**TEXT SEGMENT:**
_____

The judge therefore concluded that the tenant’s defence to the claim for unpaid rent based on an implied term had no realistic prospect of success.
A failure of basis
The court also rejected an argument that there had been a failure of basis. The concept may be described as ‘the failure of a state of affairs on which the agreement was premised’. Taking into account the terms of the leases, the court found the use of the premises as a cinema was not "fundamental to the basis" on which the parties entered into the leases, rather it was an expectation which motivated them to enter into the lease. The court concluded that in this case the drafting in the lease allocated the risk that the premises could not lawfully be used as a cinema to the tenant and that the suggested failure of basis argument ‘would both interfere with the agreed allocation of risk between the parties as well as being inconsistent with the terms of the leases.’
It is also worth highlighting that a failure of basis is usually relevant to claims based on unjust enrichment which is a restitutionary remedy and which the tenants were not in this case pursuing (the tenants arguing that if they could show a failure if basis it would make no commercial sense to require them to make the payment and then commence a claim for a return of the payment in unjust enrichment). However, the court noted, obiter, that a failure of basis should not provide a standalone defence to a contractual claim where the contract remains in existence. The court was concerned that to go down such a route ‘would be tantamount to extending the doctrine of frustration so as to allow obligations under a contract to be suspended as a result of what might be termed temporary or partial frustration.’
Set-off
The tenants were pursuing a counterclaim for £621,000 in relation to an insurance dispute. The lease required the rent to be paid ‘’without any deduction whatsoever’ and the court found this wording did not prevent the tenant exercising a right of set-off.

_____

**EXTRACTED DATA:**
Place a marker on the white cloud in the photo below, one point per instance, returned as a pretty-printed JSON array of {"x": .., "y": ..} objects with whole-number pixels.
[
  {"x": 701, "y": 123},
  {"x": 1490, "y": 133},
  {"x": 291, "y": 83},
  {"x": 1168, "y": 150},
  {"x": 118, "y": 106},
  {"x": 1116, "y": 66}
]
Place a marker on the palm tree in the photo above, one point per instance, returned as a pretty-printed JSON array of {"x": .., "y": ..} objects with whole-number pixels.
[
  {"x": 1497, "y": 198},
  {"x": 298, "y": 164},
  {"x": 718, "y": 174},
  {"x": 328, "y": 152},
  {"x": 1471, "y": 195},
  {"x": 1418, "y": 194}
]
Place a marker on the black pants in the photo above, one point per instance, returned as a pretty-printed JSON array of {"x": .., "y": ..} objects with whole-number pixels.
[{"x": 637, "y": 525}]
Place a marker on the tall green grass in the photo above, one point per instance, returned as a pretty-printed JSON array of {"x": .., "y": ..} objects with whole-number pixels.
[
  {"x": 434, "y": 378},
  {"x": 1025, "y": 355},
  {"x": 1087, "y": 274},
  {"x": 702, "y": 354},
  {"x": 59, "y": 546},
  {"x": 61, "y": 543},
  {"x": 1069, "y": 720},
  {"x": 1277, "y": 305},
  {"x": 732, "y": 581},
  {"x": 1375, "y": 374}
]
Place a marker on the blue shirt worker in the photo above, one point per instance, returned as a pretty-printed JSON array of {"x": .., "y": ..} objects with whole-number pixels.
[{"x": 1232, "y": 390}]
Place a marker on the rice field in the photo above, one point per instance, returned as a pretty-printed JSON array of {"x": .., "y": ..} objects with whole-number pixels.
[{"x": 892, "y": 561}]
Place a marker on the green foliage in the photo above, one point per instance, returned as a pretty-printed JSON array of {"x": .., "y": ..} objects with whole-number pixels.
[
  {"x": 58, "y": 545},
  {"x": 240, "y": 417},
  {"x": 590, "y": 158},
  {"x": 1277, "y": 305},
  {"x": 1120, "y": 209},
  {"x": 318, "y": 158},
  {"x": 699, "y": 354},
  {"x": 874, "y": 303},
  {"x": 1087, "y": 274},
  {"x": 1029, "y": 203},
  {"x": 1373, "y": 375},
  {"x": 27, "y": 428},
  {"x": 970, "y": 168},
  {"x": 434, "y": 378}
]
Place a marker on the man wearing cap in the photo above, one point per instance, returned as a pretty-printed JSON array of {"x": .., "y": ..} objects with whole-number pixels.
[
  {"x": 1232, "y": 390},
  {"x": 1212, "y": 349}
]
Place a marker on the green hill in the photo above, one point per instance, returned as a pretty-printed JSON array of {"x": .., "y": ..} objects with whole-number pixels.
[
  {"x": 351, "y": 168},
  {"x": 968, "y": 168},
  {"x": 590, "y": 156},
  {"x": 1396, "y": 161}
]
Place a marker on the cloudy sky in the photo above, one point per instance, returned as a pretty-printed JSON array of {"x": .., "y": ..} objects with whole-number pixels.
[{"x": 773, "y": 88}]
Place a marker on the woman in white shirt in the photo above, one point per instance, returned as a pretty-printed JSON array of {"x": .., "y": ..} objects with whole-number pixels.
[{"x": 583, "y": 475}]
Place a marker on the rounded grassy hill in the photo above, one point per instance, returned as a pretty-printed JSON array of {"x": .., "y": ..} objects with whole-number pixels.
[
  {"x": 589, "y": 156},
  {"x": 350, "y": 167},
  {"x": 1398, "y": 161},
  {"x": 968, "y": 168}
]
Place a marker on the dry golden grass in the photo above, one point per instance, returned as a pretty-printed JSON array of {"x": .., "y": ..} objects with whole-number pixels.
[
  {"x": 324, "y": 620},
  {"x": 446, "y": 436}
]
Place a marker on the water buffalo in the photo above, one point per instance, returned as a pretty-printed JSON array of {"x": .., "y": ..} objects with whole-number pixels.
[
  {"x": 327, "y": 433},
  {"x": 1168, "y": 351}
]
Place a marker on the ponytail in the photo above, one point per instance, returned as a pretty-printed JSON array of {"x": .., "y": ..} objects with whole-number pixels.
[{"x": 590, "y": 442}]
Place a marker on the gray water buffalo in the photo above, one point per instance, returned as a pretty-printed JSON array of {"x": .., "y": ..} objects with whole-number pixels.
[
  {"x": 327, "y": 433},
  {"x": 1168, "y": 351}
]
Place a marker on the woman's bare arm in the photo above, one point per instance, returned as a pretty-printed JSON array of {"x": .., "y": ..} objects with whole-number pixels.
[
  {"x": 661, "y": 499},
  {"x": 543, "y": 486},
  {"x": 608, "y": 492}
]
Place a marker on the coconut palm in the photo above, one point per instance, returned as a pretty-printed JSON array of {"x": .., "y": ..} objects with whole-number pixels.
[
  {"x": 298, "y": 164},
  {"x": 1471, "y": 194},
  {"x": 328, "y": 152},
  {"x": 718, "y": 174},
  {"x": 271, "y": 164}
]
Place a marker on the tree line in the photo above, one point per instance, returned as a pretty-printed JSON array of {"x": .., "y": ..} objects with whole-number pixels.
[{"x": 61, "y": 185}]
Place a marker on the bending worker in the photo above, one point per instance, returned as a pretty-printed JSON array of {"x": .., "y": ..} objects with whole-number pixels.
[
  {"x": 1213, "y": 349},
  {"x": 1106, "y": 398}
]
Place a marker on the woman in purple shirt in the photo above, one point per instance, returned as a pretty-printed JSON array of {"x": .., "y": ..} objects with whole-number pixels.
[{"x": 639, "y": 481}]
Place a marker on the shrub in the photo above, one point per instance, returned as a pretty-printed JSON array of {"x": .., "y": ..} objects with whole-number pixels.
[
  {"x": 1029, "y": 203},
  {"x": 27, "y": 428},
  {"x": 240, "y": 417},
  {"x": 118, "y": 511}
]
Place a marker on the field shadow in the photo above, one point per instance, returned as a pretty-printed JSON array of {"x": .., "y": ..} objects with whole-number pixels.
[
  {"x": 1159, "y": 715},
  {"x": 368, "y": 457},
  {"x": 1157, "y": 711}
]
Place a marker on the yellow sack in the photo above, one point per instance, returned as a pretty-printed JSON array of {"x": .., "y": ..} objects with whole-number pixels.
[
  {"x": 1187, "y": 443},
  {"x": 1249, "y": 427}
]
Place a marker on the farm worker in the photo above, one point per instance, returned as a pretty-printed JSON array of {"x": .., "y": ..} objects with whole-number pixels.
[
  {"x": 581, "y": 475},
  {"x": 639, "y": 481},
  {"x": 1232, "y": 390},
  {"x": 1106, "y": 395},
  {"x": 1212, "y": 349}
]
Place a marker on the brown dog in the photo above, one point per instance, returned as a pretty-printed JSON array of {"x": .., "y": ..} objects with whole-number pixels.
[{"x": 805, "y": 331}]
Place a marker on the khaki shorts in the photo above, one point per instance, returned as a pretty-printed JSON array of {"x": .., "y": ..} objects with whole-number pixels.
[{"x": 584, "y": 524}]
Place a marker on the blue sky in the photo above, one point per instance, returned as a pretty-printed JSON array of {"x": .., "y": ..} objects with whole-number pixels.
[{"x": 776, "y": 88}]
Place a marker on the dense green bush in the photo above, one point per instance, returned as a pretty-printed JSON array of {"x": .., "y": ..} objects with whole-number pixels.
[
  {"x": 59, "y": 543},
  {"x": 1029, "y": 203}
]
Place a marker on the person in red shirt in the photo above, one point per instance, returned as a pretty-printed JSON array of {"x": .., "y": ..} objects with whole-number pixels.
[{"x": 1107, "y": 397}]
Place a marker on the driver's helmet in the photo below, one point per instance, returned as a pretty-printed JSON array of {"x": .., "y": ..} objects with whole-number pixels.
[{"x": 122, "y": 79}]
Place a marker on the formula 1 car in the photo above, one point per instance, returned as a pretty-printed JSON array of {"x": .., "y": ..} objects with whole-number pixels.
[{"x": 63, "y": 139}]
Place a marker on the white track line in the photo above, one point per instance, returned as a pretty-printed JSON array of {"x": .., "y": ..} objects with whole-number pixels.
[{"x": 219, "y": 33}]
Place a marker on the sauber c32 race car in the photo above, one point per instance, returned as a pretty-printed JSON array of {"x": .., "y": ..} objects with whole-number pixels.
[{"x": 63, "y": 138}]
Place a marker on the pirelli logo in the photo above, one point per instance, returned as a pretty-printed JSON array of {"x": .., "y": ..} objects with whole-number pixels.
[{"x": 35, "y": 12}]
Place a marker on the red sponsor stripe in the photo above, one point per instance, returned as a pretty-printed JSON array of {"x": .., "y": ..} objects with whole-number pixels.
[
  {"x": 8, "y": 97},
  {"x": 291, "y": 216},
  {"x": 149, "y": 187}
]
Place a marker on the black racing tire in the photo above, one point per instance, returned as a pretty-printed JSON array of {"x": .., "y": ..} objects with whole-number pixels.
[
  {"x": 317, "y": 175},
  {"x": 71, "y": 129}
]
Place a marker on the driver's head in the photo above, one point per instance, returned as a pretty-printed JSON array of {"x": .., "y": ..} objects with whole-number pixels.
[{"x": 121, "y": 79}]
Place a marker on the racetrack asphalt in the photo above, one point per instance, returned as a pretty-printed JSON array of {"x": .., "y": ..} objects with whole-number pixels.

_____

**TASK DIRECTIONS:**
Answer these about the text on the cinema leases above, one line each:
(a) How much was the tenants' counterclaim, and what was it about?
(b) Which party did the lease drafting give the risk that the premises could not lawfully be used as a cinema?
(c) The court found cinema use was not "fundamental to the basis" of the leases. What did it call that use instead?

**REPLY:**
(a) £621,000, in relation to an insurance dispute.
(b) The tenant.
(c) An expectation which motivated the parties to enter into the lease.